(Exercise material):

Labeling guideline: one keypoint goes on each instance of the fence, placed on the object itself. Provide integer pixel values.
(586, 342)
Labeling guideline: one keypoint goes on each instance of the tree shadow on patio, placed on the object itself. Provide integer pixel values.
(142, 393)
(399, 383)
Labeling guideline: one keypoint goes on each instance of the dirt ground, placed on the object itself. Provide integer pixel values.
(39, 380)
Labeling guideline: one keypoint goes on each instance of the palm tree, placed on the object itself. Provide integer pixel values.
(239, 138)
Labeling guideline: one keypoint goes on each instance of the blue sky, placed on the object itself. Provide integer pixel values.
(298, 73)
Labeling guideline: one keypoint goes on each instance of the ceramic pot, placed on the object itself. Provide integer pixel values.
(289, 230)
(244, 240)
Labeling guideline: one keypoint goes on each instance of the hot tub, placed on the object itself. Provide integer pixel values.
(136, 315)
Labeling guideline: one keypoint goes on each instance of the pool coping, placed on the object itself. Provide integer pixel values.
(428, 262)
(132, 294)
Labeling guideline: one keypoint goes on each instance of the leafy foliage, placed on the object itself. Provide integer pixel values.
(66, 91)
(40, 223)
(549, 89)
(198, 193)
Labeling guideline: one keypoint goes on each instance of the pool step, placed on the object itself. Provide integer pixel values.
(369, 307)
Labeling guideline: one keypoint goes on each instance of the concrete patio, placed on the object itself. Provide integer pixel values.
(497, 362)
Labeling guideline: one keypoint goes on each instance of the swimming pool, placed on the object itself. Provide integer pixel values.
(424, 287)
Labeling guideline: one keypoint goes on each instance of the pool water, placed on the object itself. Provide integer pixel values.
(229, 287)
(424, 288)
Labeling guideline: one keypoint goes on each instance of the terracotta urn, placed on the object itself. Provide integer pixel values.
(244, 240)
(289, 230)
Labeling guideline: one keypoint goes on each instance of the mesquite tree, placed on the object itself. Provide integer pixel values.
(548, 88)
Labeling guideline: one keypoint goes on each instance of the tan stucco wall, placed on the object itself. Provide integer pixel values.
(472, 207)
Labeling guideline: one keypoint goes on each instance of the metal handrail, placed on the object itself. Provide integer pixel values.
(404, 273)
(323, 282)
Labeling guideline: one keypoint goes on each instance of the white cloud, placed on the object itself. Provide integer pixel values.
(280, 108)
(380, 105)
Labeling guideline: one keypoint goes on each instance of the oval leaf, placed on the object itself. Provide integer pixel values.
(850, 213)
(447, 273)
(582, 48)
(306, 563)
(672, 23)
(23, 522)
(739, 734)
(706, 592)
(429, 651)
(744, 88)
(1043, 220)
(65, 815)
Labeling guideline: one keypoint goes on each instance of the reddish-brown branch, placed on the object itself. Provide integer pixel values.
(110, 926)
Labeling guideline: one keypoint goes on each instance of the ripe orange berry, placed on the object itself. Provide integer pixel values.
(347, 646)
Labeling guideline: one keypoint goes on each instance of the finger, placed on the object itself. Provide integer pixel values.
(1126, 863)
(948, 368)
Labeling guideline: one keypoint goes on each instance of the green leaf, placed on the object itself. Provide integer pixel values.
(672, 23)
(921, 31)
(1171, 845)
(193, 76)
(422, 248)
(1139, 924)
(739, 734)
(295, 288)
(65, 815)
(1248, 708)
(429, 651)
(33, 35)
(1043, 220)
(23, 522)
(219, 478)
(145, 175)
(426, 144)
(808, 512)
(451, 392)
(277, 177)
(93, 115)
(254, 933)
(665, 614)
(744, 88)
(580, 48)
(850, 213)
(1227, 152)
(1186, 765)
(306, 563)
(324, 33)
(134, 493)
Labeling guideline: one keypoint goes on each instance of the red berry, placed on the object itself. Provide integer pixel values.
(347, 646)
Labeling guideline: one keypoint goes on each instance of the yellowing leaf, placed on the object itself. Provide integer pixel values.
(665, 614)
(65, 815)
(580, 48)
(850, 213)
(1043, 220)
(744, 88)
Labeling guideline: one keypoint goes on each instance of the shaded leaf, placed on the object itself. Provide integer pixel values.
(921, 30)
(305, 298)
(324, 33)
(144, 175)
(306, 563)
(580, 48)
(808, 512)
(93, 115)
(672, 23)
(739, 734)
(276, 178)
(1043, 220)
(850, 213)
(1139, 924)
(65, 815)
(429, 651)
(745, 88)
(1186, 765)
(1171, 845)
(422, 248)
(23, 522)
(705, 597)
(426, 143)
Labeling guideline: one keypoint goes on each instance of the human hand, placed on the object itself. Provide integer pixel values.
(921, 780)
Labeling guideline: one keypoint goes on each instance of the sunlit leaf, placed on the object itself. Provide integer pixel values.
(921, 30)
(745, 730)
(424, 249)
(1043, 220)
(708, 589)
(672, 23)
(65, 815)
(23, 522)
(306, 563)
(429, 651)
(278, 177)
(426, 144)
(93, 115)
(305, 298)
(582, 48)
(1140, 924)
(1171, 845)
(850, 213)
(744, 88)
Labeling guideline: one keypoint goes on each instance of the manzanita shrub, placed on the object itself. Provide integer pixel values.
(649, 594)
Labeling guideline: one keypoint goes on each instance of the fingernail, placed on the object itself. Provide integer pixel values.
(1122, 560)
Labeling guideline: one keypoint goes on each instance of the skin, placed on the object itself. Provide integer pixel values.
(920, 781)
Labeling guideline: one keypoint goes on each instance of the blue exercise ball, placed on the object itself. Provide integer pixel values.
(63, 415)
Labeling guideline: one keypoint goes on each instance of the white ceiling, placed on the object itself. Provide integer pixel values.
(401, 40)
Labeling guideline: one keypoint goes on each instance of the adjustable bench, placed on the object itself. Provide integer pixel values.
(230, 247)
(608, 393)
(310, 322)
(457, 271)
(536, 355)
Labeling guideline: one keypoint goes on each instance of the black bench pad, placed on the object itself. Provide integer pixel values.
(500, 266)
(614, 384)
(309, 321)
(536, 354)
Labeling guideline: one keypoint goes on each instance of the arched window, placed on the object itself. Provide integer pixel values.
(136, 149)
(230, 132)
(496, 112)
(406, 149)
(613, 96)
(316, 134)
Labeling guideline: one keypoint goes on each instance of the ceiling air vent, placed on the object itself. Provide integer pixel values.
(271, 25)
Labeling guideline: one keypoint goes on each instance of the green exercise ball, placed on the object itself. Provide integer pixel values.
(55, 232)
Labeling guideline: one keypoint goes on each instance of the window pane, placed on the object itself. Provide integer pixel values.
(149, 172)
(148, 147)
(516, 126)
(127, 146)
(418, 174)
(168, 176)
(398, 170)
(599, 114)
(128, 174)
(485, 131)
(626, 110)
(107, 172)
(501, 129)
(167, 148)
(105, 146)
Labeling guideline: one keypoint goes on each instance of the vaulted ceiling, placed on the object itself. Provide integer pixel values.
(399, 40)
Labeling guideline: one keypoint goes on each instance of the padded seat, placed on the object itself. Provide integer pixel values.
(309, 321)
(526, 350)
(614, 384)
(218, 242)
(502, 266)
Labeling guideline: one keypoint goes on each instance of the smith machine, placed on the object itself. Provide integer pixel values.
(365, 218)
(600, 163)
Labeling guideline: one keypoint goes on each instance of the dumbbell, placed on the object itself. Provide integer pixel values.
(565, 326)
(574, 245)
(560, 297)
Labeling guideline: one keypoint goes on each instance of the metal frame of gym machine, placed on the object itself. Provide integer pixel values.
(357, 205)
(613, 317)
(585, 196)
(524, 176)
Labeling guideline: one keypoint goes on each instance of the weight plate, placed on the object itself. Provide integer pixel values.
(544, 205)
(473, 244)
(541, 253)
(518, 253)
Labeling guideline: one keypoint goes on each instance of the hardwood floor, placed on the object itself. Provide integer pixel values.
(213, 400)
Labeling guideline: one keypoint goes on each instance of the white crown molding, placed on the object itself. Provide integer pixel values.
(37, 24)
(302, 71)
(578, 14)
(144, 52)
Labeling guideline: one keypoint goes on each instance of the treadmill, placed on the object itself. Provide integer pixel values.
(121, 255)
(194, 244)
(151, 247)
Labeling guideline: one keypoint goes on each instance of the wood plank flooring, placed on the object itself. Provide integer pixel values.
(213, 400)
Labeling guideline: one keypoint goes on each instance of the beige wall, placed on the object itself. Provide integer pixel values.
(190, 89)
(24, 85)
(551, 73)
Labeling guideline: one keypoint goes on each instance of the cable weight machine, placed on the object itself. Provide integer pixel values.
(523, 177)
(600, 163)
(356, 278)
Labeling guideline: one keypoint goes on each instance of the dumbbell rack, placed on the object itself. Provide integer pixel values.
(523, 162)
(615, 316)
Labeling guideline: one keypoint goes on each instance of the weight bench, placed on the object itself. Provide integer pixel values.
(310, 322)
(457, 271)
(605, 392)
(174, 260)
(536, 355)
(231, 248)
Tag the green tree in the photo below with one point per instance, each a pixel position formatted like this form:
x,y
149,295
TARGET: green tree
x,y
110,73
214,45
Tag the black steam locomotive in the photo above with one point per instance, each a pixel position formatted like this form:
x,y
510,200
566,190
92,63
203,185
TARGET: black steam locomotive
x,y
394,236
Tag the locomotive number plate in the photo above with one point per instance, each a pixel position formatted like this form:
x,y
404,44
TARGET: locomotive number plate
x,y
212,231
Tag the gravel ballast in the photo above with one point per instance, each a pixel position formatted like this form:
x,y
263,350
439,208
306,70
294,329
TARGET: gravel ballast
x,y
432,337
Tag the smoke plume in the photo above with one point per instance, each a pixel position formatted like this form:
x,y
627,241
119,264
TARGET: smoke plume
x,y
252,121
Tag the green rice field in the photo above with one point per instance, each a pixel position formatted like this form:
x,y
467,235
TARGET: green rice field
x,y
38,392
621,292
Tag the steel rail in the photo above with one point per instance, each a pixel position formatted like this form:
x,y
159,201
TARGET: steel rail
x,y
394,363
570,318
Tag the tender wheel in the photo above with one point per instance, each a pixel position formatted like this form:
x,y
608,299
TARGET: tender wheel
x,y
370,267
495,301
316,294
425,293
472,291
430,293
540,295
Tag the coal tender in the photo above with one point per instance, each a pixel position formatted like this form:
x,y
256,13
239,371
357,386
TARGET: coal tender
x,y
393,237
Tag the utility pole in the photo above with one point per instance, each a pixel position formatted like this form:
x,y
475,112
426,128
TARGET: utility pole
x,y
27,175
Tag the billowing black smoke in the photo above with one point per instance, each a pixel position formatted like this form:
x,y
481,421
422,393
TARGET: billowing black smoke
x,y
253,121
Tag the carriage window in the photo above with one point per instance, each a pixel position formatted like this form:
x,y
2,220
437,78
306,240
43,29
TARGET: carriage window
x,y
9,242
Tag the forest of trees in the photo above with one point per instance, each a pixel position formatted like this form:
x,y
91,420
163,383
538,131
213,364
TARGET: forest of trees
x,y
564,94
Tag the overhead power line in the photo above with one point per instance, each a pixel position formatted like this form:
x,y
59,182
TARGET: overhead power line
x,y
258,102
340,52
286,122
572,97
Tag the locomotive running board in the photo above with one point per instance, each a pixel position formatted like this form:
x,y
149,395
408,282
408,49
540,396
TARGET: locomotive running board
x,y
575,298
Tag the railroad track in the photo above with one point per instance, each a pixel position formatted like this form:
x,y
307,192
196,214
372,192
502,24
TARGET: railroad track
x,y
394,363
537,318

(Exercise instructions):
The lines wanted are those from the one with "Tag the utility" through the last line of the records, repeated exactly and with both ends included.

(Answer to this exercise):
Tag the utility pole in the photo above with one point per instance, each a pixel position formatted like this form:
x,y
475,112
426,128
TARGET: utility pole
x,y
27,175
Tag the billowing black smoke in the photo above with one point per instance, each a pixel position formatted like this form:
x,y
481,421
422,393
TARGET: billowing black smoke
x,y
253,121
Tag the carriage window in the photo above with one point per instance, each a pixel position formatted like this form:
x,y
2,220
437,78
306,240
43,29
TARGET: carriage window
x,y
9,242
Tag the forest of trees in the photo above with one point per instance, each a pixel position formatted like this form:
x,y
91,420
163,383
538,131
213,364
TARGET: forest of trees
x,y
564,94
Tag the overhead power line in the photo above with one point per instance, each a pixel position formatted like this form:
x,y
59,182
TARGET: overhead power line
x,y
258,102
340,52
286,122
572,97
Tag the locomotive running board in the photo above with one point per instance, each a pixel position formatted like this form:
x,y
149,395
408,282
408,49
540,396
TARGET: locomotive running board
x,y
575,298
Tag the railroad track in the photo above with one point per instance, each a pixel position formatted like this form:
x,y
307,192
196,214
372,192
502,24
TARGET: railroad track
x,y
394,363
537,318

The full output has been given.